Data extracted from a collection
'''

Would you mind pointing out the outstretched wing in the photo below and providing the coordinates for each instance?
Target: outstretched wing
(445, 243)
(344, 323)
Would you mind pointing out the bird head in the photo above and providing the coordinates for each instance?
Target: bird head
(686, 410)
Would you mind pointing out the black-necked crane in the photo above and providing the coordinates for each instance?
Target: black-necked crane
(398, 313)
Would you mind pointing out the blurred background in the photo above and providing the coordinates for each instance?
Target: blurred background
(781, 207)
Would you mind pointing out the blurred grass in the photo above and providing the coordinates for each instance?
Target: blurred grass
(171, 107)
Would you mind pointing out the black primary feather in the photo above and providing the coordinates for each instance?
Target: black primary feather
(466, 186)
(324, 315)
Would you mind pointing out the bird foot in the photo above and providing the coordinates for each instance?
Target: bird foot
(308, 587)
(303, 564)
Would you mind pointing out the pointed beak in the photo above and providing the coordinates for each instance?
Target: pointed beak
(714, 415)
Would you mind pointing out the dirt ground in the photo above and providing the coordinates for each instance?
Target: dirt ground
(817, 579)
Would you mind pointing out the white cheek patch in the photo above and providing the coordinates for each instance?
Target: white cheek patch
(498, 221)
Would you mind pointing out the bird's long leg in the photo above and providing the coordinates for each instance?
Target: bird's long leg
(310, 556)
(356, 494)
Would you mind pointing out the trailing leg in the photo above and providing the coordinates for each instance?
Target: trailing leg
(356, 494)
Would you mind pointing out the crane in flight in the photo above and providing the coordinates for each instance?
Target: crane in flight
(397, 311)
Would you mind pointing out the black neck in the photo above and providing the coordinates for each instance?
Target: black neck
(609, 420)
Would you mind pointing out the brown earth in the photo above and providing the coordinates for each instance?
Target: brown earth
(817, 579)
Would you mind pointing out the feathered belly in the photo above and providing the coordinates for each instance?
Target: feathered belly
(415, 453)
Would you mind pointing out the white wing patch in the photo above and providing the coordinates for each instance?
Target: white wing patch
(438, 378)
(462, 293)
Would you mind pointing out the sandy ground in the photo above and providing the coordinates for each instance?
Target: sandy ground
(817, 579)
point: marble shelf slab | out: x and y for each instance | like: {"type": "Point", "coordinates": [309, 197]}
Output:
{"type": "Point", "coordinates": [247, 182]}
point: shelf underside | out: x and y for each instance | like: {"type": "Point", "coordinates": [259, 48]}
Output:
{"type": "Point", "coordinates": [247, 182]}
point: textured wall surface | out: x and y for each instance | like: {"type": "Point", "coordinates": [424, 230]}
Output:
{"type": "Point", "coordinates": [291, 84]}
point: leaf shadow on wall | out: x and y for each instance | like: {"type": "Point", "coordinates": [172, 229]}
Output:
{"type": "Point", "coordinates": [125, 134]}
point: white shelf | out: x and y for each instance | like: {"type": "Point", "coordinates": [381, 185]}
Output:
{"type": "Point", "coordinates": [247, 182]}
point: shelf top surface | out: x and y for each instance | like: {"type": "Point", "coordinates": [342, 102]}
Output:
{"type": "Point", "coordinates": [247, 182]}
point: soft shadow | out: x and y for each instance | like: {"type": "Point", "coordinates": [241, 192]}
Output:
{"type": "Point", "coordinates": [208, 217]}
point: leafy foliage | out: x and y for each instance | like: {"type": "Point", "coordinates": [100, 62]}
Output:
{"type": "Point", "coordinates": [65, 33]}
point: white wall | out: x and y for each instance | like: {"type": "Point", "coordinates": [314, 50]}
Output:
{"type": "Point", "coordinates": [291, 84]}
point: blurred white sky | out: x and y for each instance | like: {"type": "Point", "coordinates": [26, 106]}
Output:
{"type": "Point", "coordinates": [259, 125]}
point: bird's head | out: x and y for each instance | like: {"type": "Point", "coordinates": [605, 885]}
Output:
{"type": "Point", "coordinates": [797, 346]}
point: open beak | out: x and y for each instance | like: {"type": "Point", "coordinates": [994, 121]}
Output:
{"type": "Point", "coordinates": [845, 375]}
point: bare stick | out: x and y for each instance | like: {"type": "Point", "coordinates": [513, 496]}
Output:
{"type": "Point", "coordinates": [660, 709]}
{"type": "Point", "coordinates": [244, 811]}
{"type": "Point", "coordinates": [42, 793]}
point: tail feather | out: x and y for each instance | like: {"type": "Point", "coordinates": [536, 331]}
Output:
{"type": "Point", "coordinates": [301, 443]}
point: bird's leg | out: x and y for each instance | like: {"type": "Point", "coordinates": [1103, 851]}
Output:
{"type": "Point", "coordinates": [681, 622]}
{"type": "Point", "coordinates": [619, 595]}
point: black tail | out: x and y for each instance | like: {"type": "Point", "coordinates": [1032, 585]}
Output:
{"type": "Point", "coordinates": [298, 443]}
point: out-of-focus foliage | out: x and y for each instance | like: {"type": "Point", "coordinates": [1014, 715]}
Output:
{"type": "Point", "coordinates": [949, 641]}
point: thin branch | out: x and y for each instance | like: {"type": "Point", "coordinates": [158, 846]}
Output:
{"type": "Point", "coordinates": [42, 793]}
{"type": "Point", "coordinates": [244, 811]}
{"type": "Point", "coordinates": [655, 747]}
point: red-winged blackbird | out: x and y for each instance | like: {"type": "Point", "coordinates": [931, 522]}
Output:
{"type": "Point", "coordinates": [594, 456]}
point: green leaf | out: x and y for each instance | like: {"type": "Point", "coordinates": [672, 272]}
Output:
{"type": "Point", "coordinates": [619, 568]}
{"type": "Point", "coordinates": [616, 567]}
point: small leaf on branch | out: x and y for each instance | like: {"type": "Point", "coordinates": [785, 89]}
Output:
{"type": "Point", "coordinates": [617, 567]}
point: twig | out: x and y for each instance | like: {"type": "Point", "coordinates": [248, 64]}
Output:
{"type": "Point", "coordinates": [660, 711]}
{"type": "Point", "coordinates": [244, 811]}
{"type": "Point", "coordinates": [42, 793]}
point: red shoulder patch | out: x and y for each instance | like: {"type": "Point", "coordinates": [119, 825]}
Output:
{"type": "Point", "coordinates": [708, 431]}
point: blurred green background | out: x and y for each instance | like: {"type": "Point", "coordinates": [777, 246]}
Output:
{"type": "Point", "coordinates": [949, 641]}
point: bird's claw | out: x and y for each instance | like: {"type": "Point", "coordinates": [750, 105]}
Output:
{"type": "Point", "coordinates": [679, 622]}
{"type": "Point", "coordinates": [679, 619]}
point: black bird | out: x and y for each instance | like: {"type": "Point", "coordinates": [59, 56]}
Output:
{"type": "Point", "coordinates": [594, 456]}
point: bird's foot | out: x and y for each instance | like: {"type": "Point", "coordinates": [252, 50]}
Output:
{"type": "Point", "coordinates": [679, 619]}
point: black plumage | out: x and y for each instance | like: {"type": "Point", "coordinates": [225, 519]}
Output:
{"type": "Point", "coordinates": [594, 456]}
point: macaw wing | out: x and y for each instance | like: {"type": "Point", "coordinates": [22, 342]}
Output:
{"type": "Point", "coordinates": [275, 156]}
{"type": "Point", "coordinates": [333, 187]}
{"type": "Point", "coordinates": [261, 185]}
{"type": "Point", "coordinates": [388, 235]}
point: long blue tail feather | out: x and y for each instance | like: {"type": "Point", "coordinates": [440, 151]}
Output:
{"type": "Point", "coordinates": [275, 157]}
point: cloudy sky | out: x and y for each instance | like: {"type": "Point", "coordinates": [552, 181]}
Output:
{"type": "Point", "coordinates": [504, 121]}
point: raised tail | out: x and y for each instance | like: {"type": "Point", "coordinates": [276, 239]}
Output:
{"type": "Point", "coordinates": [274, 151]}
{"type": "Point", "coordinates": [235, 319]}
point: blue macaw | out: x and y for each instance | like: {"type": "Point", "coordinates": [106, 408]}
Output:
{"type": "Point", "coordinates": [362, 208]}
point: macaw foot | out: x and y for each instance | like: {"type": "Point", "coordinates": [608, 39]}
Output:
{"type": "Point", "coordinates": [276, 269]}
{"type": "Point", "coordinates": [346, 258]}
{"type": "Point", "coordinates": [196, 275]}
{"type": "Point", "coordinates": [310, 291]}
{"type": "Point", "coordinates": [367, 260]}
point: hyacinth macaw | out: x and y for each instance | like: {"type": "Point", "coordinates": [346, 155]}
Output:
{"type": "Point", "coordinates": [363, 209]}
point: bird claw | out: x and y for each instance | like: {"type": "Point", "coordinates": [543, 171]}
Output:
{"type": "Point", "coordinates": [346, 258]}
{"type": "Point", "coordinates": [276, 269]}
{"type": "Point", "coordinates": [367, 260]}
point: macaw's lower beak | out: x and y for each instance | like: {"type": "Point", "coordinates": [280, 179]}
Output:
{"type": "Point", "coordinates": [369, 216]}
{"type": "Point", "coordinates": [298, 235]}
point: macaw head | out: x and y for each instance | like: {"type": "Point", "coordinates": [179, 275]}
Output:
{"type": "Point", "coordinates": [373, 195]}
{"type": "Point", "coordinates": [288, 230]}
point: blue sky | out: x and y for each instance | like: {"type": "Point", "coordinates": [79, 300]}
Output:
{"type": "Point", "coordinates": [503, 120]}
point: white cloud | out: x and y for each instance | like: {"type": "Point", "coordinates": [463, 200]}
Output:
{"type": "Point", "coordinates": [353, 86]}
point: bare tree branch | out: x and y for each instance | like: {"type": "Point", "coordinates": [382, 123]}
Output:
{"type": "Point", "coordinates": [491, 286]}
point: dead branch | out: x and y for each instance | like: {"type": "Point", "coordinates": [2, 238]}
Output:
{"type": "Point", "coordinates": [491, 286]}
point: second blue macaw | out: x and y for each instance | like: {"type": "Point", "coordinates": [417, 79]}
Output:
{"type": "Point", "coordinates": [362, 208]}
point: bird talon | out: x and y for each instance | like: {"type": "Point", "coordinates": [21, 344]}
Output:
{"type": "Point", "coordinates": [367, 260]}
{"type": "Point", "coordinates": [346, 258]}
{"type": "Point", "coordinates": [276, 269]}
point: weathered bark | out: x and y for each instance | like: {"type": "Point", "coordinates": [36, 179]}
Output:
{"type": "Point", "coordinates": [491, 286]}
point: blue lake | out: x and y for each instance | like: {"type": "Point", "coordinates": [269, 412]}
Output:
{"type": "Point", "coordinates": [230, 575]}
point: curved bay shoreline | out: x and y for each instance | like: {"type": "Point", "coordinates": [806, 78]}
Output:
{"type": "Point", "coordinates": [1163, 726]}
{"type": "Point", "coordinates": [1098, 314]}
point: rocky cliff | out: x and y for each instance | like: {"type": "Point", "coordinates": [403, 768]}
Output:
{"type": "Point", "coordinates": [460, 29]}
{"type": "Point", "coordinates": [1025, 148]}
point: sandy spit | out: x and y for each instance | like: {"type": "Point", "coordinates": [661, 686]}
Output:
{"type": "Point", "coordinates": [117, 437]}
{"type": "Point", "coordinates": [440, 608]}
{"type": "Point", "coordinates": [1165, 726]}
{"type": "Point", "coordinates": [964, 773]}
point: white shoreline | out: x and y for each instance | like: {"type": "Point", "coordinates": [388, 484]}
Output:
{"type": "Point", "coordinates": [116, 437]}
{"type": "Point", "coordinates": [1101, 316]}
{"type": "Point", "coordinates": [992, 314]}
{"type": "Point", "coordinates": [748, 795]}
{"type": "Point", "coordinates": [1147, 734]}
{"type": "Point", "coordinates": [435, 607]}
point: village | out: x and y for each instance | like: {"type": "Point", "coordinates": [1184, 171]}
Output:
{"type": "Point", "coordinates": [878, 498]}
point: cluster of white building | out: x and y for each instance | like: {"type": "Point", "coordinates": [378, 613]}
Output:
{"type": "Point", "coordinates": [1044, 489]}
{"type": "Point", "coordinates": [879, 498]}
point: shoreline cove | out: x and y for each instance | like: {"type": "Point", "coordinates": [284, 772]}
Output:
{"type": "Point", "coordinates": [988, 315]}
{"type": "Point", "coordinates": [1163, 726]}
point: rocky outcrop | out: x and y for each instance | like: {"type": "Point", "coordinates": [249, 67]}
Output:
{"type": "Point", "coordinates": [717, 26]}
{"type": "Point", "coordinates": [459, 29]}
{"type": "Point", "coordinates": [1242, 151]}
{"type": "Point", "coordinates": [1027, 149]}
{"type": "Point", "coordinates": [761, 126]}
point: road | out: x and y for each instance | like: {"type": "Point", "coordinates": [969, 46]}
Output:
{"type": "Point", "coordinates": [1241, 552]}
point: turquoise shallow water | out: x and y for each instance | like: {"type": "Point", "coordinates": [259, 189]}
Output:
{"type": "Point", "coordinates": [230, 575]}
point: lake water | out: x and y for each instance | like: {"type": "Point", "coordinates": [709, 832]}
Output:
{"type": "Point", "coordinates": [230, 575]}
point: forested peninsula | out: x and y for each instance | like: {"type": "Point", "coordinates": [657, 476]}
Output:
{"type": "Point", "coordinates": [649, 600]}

'''

#### Your task:
Everything from the line containing "point: white shoreline" to the end of the records must be written out exactly; include both of those lines and no others.

#### Expected answer:
point: white shoreline | out: x and y for each instance | like: {"type": "Point", "coordinates": [388, 484]}
Output:
{"type": "Point", "coordinates": [116, 437]}
{"type": "Point", "coordinates": [1101, 316]}
{"type": "Point", "coordinates": [992, 314]}
{"type": "Point", "coordinates": [748, 795]}
{"type": "Point", "coordinates": [1147, 734]}
{"type": "Point", "coordinates": [435, 607]}
point: village | out: x and y for each instance | like: {"type": "Point", "coordinates": [1184, 171]}
Output:
{"type": "Point", "coordinates": [878, 498]}
point: cluster of white building | out: x and y for each instance | like: {"type": "Point", "coordinates": [378, 613]}
Output:
{"type": "Point", "coordinates": [1044, 489]}
{"type": "Point", "coordinates": [879, 498]}
point: shoreline cove | out: x and y for each instance | like: {"type": "Point", "coordinates": [284, 772]}
Output:
{"type": "Point", "coordinates": [988, 315]}
{"type": "Point", "coordinates": [1163, 726]}
point: rocky outcrop | out: x and y for each instance | like: {"type": "Point", "coordinates": [249, 67]}
Output:
{"type": "Point", "coordinates": [717, 26]}
{"type": "Point", "coordinates": [459, 29]}
{"type": "Point", "coordinates": [1242, 151]}
{"type": "Point", "coordinates": [1027, 149]}
{"type": "Point", "coordinates": [761, 126]}
point: road | out: x and y for each instance | like: {"type": "Point", "coordinates": [969, 46]}
Output:
{"type": "Point", "coordinates": [1241, 552]}
point: turquoise shallow water | out: x and y for each instance | like: {"type": "Point", "coordinates": [259, 189]}
Output:
{"type": "Point", "coordinates": [230, 575]}
point: lake water | out: x and y for each instance | like: {"type": "Point", "coordinates": [709, 832]}
Output:
{"type": "Point", "coordinates": [230, 575]}
point: forested peninsula | out: x and y for each instance | like: {"type": "Point", "coordinates": [657, 476]}
Output:
{"type": "Point", "coordinates": [649, 600]}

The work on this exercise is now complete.